--- What needs to be done ---
In every line below, substitute "image" for each occurrence of "photo" and leave all else unchanged. Leave the pictures out of your answer.

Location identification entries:
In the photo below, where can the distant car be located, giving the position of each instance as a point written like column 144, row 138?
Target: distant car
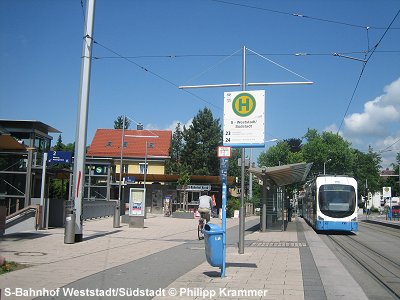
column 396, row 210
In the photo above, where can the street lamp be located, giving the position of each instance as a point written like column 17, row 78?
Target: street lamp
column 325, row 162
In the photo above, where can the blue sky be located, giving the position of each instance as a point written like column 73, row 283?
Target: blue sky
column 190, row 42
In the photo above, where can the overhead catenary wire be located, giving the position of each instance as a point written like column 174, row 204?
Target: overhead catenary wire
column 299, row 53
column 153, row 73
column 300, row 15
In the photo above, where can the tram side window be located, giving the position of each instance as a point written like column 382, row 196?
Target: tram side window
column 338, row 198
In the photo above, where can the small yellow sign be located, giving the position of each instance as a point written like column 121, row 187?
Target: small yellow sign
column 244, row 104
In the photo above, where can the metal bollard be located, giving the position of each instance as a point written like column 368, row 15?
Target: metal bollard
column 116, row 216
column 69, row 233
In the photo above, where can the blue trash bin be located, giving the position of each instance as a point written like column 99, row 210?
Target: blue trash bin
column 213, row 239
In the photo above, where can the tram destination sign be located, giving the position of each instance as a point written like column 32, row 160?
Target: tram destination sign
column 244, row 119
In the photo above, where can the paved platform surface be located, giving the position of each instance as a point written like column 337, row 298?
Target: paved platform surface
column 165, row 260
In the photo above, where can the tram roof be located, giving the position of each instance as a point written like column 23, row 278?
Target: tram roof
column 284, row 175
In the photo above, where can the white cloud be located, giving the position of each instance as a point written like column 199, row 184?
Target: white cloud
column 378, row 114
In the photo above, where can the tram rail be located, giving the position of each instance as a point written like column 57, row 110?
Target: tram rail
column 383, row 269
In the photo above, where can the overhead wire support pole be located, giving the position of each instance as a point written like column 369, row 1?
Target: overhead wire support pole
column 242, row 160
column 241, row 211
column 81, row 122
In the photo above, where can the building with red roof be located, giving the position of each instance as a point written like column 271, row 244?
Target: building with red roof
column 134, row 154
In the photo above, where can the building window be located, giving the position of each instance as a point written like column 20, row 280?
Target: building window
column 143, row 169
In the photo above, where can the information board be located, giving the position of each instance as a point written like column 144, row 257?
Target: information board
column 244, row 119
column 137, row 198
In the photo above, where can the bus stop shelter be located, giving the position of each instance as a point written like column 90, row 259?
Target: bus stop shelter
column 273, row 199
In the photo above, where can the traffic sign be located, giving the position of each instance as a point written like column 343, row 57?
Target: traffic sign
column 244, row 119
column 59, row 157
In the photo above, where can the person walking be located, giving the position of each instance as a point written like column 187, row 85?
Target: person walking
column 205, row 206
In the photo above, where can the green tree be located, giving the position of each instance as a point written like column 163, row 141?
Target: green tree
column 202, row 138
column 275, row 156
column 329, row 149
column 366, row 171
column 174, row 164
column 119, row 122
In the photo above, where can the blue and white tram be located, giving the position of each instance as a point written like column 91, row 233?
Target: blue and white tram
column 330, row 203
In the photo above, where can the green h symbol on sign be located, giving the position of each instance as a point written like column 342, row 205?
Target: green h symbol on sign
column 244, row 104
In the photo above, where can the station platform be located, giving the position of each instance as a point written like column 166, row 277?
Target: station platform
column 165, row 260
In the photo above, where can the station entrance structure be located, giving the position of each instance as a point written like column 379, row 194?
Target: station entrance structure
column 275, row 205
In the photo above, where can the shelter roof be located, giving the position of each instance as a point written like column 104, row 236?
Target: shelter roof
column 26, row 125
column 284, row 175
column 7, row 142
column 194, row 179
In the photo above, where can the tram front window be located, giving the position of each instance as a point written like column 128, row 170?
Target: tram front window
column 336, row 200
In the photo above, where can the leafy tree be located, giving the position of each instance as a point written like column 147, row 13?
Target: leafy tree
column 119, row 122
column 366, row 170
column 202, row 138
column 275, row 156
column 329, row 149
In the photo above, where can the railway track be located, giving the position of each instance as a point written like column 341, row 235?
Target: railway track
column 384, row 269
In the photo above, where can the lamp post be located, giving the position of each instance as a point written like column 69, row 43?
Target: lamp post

--- Solved problem ---
In the image below, where can the distant car be located, giving the position of each instance as a point written like column 144, row 138?
Target: distant car
column 396, row 210
In the image above, where can the street lamp be located, giving the position of each instance as a point written like column 17, row 78?
Target: street lamp
column 325, row 162
In the image above, where can the blue sky be located, giving the position of each instance as a point written like column 73, row 283?
Target: blue sky
column 190, row 42
In the image above, where can the overhead catenary wire be located, giving the position of each instance as a point written like column 174, row 204?
Target: overhead catenary wire
column 299, row 53
column 153, row 73
column 300, row 15
In the image above, where can the tram side window be located, giving the position of each instance as a point written like column 382, row 196?
Target: tram side window
column 338, row 198
In the image above, where can the small yellow sign be located, giving the position of each instance as a point written like column 121, row 187?
Target: small yellow sign
column 244, row 104
In the image above, where can the metal bollard be located, giving the position of each instance as a point written like column 368, row 15?
Target: metal bollard
column 116, row 216
column 69, row 233
In the image above, where can the blue trash bin be located, giving the position of each instance as a point written like column 99, row 210?
Target: blue trash bin
column 213, row 239
In the image above, where can the tram destination sign be located, giving the position of each instance as a point written like column 32, row 160?
Target: tram destination sign
column 244, row 119
In the image above, where can the paved platform surface be located, giving the position of each instance as a point written like column 337, row 298?
Target: paved platform surface
column 165, row 260
In the image above, where can the tram roof be located, giving the position of each instance as a point written like column 23, row 278?
Target: tram roof
column 284, row 175
In the image above, where can the white cloud be located, giving the position of each instance as a point written like column 199, row 184?
Target: white cloud
column 378, row 114
In the image above, where can the tram rail be located, giving the position of each instance as a point written like column 57, row 110?
Target: tram rail
column 383, row 269
In the image above, where can the overhead wire support pole be located, giving the position of each instance as a point written like column 369, row 1?
Target: overhead wire support pole
column 242, row 160
column 241, row 211
column 81, row 122
In the image above, where can the building with red roof be located, giving the position of each instance as a point written like column 271, row 244?
Target: building with red roof
column 134, row 154
In the image above, where can the building window be located, giving the position of each instance as a point written like column 20, row 280?
Target: building window
column 143, row 169
In the image above, where can the information board be located, giving the position of each instance as a point written like column 144, row 257?
Target: information board
column 244, row 119
column 137, row 198
In the image above, where can the bus stop shelter be located, giving the position of each instance as a point written like column 90, row 259?
Target: bus stop shelter
column 273, row 199
In the image above, where can the traffic sign be located, giving the position of each instance as a point written like column 343, row 57?
Target: traffic sign
column 244, row 119
column 59, row 157
In the image above, where can the person walking be located, giving the position of each instance as a point written like column 187, row 85?
Target: person walking
column 205, row 206
In the image above, where can the green tree be located, giving the position of each instance as a point written like column 163, row 141?
Target: green tree
column 202, row 138
column 275, row 156
column 329, row 149
column 366, row 171
column 174, row 164
column 119, row 122
In the image above, where can the blue and white tram be located, giving the position of each instance as a point written like column 91, row 233?
Target: blue and white tram
column 330, row 203
In the image above, where can the green h symbol on sign be located, giving the position of each instance as a point written like column 342, row 205?
Target: green h symbol on sign
column 244, row 104
In the image above, where can the station platform be located, giving the position of each instance as a point written like column 166, row 277?
Target: station platform
column 165, row 260
In the image above, where can the station entrance structure be located, giving the position of each instance as a point written like column 379, row 194?
Target: station entrance structure
column 275, row 205
In the image above, where can the shelter roof be located, giving the position of each instance as a point written like column 104, row 236?
Target: shelter roof
column 26, row 125
column 284, row 175
column 7, row 142
column 194, row 179
In the image above, where can the tram front window be located, giving the position of each instance as a point written like column 128, row 170?
Target: tram front window
column 336, row 200
In the image above, where can the leafy tree be located, giving the position of each instance as a point written like column 147, row 13?
Target: leafy tree
column 119, row 122
column 366, row 170
column 202, row 138
column 275, row 156
column 329, row 149
In the image above, where can the railway track be located, giving the position of each instance as a point written like column 341, row 235?
Target: railway track
column 384, row 269
In the image above, where can the lamp post be located, giving the position of each instance as a point written like column 69, row 43?
Target: lamp post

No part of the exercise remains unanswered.